## Activity list
**a.** Answer these questions from the excerpt on the TUDCA-ALS clinical trial:
(i) How large is the grant funding the study, and which program provides it?
(ii) With which drug is TUDCA combined in the trial?
(iii) How many people with ALS took part in the initial pilot study?
**b.** Continue the excerpt on the TUDCA-ALS clinical trial, starting after its last sentence.

The study is organised by the TUDCA-ALS Consortium formed by ten EU partner organisations, led by the research group of Prof. Alberto Albanese, Head of Neurology at Humanitas Mirasole Spa, Italy and is funded by a € 5.6 million funding grant from the European Commission Horizon 2020 Programme.

Professor Albanese says “I am excited to announce that the TUDCA-ALS clinical trial has recruited its first participant in Italy and am looking forward to the trial rolling out across the European network of participating centres in the coming months.”

The aim of the trial is to determine whether the drug TUDCA (Tauroursodeoxycholic Acid) in combination with riluzole can slow disease progression.

TUDCA is a molecule that helps to protect motor neurons by camouflaging a stress chemical released at the start of a process that results in cell death. It is already used to treat diabetes and certain liver conditions by increasing the expression of insulin-degrading enzyme. Its function as treatment that can protect the motor neurons is however still in the developmental stages.

An initial pilot study on 60 people with ALS showed that TUDCA significantly delayed the degeneration of motor neurons by about one third, allowing for longer survival of people living with the disease.

TUDCA-ALS Kick-off meeting in Milan

The ‘TUDCA-ALS Kick-off meeting’ was held on Thursday 8 and Friday 9 February at the Lead Coordinating Site, Humanitas University, and attended by the top international experts on this neurodegenerative disease, for which there is currently no cure.

## Dataset content
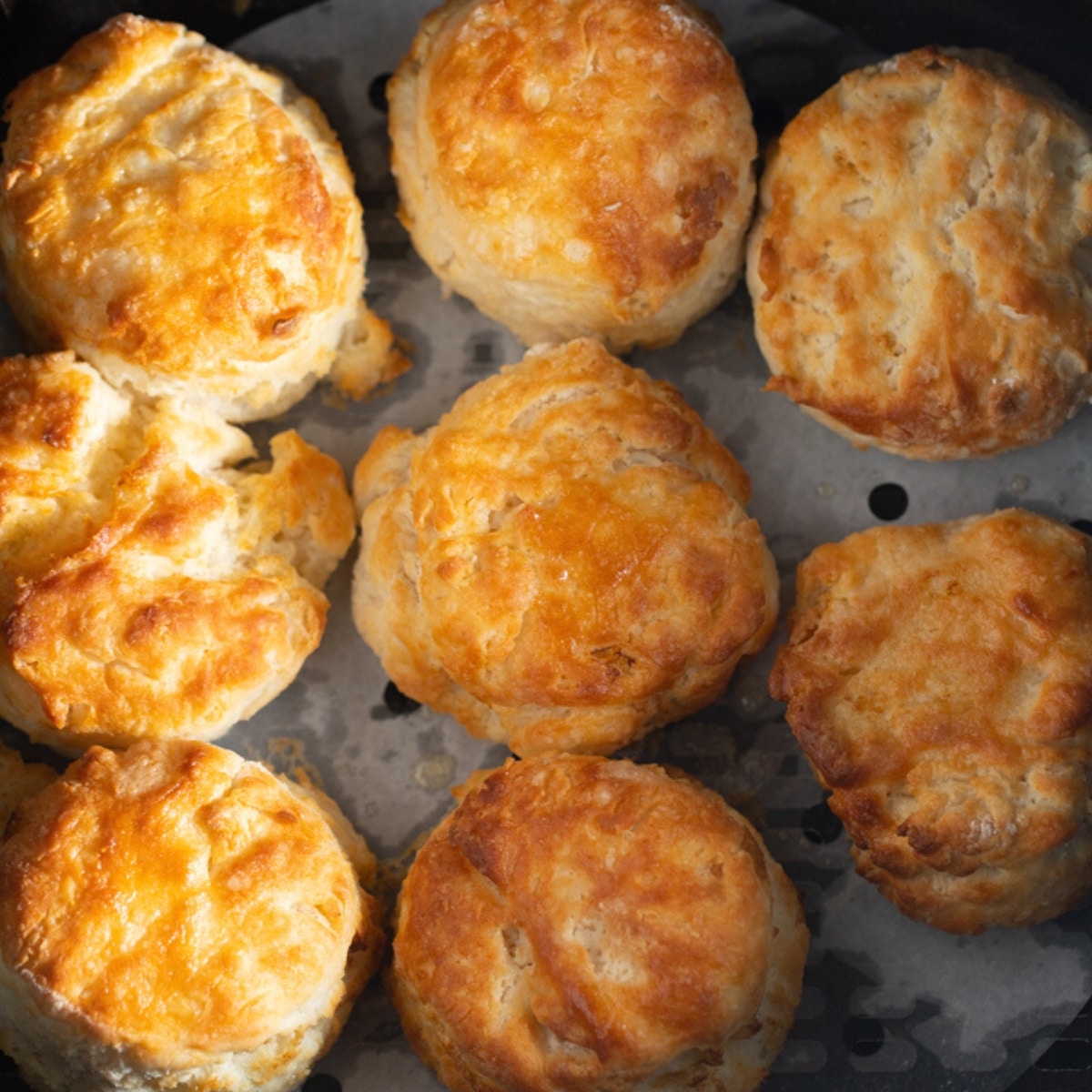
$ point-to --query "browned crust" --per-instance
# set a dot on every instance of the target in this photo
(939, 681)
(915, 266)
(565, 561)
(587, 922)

---

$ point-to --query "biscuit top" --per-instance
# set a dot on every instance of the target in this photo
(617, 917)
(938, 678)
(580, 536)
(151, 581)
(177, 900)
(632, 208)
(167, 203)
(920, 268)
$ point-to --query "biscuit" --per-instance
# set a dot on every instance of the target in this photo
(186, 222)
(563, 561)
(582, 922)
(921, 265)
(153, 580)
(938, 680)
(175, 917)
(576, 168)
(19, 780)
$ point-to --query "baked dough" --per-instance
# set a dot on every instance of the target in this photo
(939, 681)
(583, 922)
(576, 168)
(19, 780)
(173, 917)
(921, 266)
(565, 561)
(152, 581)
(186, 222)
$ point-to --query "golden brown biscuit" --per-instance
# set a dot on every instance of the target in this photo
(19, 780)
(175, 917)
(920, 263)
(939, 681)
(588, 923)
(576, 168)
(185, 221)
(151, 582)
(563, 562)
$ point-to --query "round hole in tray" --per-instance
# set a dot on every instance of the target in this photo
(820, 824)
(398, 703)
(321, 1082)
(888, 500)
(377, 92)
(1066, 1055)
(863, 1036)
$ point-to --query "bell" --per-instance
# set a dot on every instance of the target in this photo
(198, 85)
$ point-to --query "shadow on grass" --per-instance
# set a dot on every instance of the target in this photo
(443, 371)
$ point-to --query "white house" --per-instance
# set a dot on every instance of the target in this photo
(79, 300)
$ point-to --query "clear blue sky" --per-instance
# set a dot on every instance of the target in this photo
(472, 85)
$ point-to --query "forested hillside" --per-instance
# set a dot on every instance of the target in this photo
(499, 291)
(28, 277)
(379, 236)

## Exercise answers
**a.**
(i) The grant is € 5.6 million, from the European Commission Horizon 2020 Programme.
(ii) TUDCA is combined with riluzole.
(iii) The pilot study involved 60 people with ALS.

**b.**
The meeting marked the official start of this Humanitas-coordinated international clinical study that ranked first amongst the 127 applications to the Horizon 2020 call for rare diseases and orphan drugs, and was awarded €5.6 million by the European Commission. The meeting brought together leading ALS medical specialists from Italy, Ireland, Great Britain, Germany, France, the Netherlands and Belgium.

ALS, also known as Motor Neuron Disease (MND) and Lou Gehrig’s disease (from the name of the famous baseball player whose illness raised public attention in the 1930s), is a progressive neurodegenerative disease of adulthood, caused by the loss of spinal, bulbar, and cortical motor neurons, leading to paralysis of voluntary muscles and eventually death through respiratory insufficiency.

Prof. Alberto Albanese, Head of Neurology at Humanitas said “At the moment, there is no cure for ALS and the few limited treatments currently available slow down disease progression by only a few months. An initial first pilot study on 60 patients recently showed that TUDCA significantly delayed the degeneration of motor neurons in ALS patients by about one third, thus allowing for longer survival of patients”.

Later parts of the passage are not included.